** start Records provided **
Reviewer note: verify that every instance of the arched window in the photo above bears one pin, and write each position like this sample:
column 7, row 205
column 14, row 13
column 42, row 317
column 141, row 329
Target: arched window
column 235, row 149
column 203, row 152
** end Records provided **
To do ::
Pick out and copy every line of the material that contains the word "window". Case counts.

Result of the exercise ::
Reviewer note: verify that every instance of the arched window in the photo above bears one pin, and write each position like this sample:
Target: arched window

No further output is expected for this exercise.